◆ Il tuo obiettivo
Converti tutte le righe del materiale qui sotto in una lista JSON di stringhe, una stringa per riga, tralasciando le righe vuote. Escludi le immagini dalla risposta.

◆ Materiale fornito
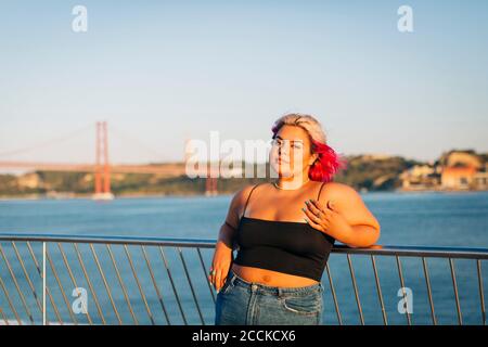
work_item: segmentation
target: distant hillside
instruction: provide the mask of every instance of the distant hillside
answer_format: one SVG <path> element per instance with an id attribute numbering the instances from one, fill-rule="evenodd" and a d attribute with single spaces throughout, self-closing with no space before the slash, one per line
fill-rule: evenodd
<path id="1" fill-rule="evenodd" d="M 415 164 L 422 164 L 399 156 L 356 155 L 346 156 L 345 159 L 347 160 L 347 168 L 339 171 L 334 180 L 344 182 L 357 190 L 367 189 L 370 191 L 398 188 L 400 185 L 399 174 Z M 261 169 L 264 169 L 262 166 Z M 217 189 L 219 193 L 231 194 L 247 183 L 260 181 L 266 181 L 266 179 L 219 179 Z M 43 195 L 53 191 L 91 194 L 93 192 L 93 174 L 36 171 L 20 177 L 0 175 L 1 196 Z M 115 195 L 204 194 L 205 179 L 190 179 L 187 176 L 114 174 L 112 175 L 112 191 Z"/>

◆ Risultato
[
  "work_item: segmentation",
  "target: distant hillside",
  "instruction: provide the mask of every instance of the distant hillside",
  "answer_format: one SVG <path> element per instance with an id attribute numbering the instances from one, fill-rule=\"evenodd\" and a d attribute with single spaces throughout, self-closing with no space before the slash, one per line",
  "fill-rule: evenodd",
  "<path id=\"1\" fill-rule=\"evenodd\" d=\"M 415 164 L 422 164 L 399 156 L 356 155 L 346 156 L 345 159 L 347 160 L 347 168 L 339 171 L 334 180 L 344 182 L 357 190 L 367 189 L 370 191 L 398 188 L 400 185 L 399 174 Z M 261 169 L 264 169 L 262 166 Z M 217 189 L 219 193 L 231 194 L 247 183 L 260 181 L 266 181 L 266 179 L 219 179 Z M 43 195 L 53 191 L 91 194 L 93 192 L 93 174 L 36 171 L 20 177 L 0 175 L 1 196 Z M 115 195 L 204 194 L 205 179 L 190 179 L 187 176 L 114 174 L 112 175 L 112 191 Z\"/>"
]